Au-delà du binaire : vers une diplomatie de la relation.

Il y a plus de 40 ans, j’avais repéré que l’erreur du marxisme était de se contenter de jouer de la dialectique, qui n’est qu’une forme sophistiquée du binaire. À un moment où les enjeux sont énormes, il est plus que jamais indispensable de s’installer dans une position d’écoute de la spécificité de l’autre, pour mieux être à même de réguler les dysfonctionnements.

Cela ne se fera pas seulement par des simples lois. C’est pourquoi la politique écologiste doit apprendre à se démarquer de toutes les autres formes politiques et afficher un mode de gouvernance en consultant tous les citoyens, à l’instar de la Convention climat. Cela suppose de recomposer les propositions pour aboutir à quelque chose plutôt que de dire quelque chose.
● ● ●
**Objectifs**
a. Citez mot pour mot l'extrait sur la diplomatie de la relation, en commençant à "Il y a plus" et en terminant à "réguler les dysfonctionnements.".
b. Convertissez en CSV à deux colonnes, nommées demande et réponse, uniquement les entrées allant de la ligne qui contient "Can you spot any white cloud" jusqu'à la ligne qui contient "78, 255, 215, 450", ces deux lignes comprises. Produisez une rangée par entrée, mettez chaque champ entre guillemets et remplacez les retours à la ligne par des espaces.

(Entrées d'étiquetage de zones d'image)
● ● ●
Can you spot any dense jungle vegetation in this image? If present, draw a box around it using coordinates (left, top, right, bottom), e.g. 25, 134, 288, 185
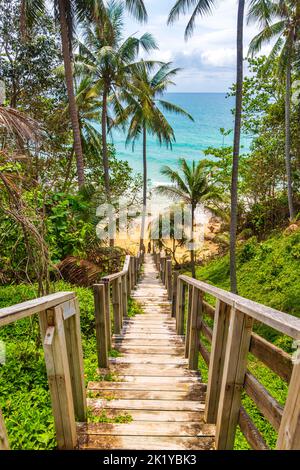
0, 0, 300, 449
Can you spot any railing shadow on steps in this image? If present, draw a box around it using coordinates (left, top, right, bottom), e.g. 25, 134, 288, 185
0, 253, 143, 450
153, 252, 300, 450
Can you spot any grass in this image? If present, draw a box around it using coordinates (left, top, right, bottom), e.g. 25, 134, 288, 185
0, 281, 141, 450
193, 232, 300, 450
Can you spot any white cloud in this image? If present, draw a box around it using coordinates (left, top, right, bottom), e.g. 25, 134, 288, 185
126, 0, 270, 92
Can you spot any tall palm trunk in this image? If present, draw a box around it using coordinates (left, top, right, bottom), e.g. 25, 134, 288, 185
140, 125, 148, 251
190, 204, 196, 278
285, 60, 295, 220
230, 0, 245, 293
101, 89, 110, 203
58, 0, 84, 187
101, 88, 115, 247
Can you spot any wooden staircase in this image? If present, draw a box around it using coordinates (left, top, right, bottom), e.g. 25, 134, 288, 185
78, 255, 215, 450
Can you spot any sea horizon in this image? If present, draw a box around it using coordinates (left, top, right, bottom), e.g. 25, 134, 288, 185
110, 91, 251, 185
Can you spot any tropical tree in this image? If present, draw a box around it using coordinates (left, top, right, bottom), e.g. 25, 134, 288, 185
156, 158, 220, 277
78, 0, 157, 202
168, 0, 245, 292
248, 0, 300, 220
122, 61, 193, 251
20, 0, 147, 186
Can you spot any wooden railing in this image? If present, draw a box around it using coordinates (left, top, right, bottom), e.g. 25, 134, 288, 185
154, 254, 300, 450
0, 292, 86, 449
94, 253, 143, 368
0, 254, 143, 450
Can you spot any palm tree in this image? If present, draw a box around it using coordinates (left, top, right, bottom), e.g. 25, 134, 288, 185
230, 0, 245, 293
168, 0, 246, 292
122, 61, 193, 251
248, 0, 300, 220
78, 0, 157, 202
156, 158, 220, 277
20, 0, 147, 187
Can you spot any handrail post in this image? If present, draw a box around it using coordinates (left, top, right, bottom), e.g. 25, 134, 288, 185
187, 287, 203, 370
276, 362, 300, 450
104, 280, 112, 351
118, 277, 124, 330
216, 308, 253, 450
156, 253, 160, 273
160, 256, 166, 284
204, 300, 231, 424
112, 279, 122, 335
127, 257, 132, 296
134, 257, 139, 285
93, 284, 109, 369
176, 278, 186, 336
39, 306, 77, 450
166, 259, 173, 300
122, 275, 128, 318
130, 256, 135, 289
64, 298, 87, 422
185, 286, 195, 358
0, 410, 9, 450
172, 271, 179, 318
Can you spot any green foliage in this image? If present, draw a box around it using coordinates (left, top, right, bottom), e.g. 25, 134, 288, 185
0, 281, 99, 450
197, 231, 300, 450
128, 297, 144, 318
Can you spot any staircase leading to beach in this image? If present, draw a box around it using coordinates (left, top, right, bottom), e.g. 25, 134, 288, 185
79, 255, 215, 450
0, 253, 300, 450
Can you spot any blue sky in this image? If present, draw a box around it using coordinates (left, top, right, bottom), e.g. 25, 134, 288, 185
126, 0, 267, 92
● ● ●
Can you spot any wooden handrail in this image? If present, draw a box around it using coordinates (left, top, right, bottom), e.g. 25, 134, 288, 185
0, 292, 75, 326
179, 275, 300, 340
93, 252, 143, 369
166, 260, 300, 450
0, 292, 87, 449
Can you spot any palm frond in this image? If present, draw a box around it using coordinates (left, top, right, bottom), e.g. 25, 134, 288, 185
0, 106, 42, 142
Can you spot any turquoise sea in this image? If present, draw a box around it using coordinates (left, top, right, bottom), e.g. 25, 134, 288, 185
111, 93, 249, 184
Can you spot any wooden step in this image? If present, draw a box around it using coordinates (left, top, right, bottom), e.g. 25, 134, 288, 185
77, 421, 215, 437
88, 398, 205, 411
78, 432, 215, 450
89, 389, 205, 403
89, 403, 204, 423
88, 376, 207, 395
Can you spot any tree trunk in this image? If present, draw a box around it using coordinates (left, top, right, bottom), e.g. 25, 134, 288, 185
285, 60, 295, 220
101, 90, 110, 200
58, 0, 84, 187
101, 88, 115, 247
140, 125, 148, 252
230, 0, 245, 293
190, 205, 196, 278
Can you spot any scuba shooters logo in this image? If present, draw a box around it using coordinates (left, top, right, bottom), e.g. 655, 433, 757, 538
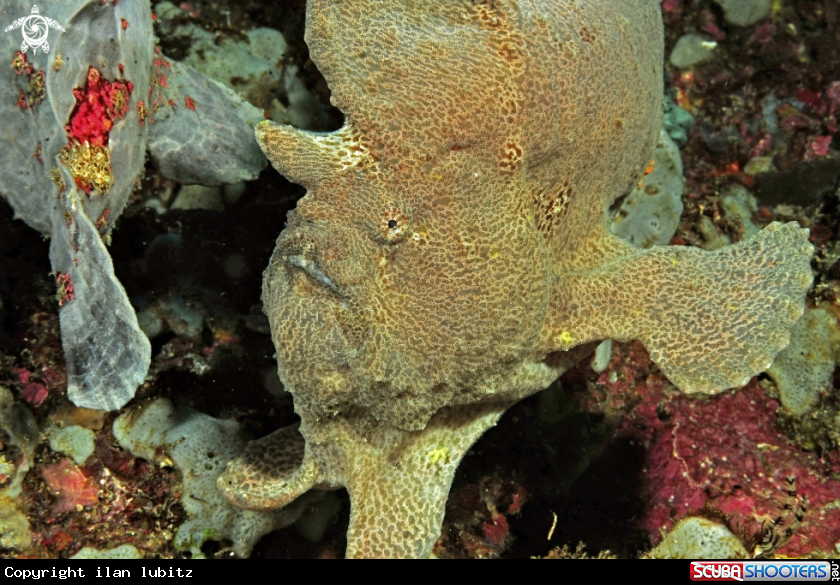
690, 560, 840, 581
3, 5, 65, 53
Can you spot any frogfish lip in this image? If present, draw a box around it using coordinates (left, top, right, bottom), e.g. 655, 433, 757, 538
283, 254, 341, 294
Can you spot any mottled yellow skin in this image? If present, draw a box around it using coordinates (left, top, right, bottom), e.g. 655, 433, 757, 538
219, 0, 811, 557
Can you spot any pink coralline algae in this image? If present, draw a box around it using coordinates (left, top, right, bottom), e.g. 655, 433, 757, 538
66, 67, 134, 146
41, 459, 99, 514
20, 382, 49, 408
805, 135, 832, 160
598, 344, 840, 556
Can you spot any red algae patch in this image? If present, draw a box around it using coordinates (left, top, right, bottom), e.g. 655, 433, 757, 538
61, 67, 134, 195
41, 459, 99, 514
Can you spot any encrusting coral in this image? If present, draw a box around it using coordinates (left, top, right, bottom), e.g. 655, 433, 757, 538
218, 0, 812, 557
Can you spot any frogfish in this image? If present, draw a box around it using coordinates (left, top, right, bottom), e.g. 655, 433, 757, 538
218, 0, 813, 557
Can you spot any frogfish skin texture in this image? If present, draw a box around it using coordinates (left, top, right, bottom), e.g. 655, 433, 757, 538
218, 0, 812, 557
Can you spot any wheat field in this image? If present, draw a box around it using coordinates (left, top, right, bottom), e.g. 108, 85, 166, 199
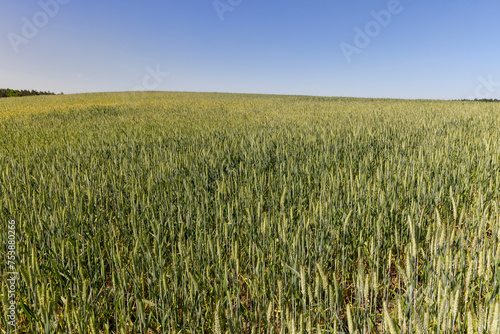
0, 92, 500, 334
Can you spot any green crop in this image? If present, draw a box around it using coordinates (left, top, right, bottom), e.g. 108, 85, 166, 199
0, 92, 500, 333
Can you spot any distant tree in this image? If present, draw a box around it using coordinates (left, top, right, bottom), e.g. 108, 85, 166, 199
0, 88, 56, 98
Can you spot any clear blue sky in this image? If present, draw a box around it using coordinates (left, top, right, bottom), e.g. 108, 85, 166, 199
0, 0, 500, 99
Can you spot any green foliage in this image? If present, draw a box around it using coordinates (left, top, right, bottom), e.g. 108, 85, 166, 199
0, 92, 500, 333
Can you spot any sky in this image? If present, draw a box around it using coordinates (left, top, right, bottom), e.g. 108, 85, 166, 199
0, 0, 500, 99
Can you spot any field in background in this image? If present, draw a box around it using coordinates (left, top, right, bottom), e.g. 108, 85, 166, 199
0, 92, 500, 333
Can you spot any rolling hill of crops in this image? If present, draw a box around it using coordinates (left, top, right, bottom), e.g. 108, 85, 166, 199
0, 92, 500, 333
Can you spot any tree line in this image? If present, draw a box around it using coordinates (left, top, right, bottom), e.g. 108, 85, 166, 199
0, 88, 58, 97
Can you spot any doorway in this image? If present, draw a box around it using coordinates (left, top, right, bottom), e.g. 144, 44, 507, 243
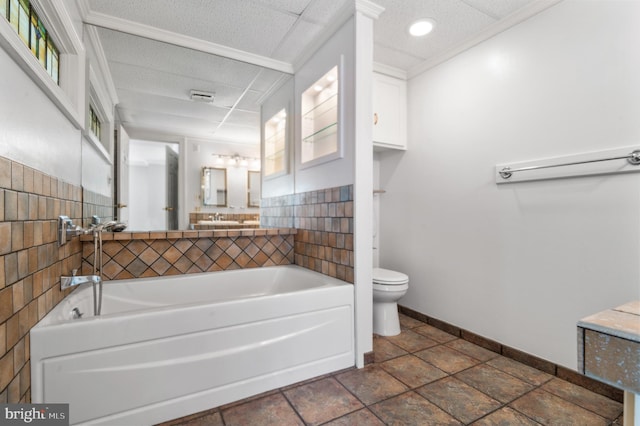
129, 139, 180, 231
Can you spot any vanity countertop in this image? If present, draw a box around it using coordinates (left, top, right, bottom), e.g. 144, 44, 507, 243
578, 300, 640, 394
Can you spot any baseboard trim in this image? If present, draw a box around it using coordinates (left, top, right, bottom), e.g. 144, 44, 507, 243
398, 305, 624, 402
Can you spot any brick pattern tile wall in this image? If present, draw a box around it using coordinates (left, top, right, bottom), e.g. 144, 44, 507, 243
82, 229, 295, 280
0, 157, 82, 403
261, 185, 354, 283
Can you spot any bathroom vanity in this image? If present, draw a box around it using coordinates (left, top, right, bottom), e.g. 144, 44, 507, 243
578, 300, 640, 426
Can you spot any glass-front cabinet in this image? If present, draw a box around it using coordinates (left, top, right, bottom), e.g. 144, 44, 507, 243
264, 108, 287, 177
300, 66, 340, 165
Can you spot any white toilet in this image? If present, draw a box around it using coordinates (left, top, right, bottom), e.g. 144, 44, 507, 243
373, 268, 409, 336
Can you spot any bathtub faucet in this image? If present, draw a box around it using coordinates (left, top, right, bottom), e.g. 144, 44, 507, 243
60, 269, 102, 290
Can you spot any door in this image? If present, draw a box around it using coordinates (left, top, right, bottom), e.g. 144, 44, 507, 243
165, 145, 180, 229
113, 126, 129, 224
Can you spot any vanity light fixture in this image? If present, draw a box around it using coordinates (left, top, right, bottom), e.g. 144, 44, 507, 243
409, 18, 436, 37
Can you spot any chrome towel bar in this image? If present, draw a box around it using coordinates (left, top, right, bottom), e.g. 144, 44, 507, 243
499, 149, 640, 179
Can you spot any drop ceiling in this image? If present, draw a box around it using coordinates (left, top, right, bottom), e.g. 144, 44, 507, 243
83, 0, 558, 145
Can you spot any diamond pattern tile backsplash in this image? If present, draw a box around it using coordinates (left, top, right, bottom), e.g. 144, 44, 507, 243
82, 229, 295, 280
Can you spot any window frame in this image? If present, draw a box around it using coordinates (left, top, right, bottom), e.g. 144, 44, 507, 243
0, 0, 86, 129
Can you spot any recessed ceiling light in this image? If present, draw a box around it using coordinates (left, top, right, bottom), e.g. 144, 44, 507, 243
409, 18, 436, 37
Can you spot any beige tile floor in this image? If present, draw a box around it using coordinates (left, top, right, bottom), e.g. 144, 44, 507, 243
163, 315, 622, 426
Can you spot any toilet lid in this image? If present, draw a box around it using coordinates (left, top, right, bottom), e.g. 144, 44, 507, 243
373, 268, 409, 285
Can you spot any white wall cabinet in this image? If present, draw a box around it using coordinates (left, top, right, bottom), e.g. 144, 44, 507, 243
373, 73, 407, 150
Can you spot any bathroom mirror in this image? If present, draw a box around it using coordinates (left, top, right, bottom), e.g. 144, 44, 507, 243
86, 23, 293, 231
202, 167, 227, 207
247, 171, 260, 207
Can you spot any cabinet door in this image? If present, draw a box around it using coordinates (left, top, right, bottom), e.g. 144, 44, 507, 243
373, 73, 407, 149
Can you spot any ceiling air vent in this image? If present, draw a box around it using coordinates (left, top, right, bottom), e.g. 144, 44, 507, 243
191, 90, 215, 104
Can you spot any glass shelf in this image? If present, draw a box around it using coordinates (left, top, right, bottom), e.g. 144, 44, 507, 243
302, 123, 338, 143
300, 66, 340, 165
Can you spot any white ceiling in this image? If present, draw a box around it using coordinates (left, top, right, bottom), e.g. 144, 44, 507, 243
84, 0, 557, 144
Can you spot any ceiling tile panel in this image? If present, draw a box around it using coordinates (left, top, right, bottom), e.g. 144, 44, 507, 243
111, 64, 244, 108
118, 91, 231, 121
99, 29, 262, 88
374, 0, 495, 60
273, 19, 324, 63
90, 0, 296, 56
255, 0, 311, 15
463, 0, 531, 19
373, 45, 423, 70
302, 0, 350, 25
● ● ●
**Réponses dans l'ordre**
a.
Il y a plus de 40 ans, j’avais repéré que l’erreur du marxisme était de se contenter de jouer de la dialectique, qui n’est qu’une forme sophistiquée du binaire. À un moment où les enjeux sont énormes, il est plus que jamais indispensable de s’installer dans une position d’écoute de la spécificité de l’autre, pour mieux être à même de réguler les dysfonctionnements.

b.
demande,réponse
"Can you spot any white cloud in this image? If present, draw a box around it using coordinates (left, top, right, bottom), e.g. 25, 134, 288, 185","126, 0, 270, 92"
"Can you spot any tall palm trunk in this image? If present, draw a box around it using coordinates (left, top, right, bottom), e.g. 25, 134, 288, 185","140, 125, 148, 251 190, 204, 196, 278 285, 60, 295, 220 230, 0, 245, 293 101, 89, 110, 203 58, 0, 84, 187 101, 88, 115, 247"
"Can you spot any wooden staircase in this image? If present, draw a box around it using coordinates (left, top, right, bottom), e.g. 25, 134, 288, 185","78, 255, 215, 450"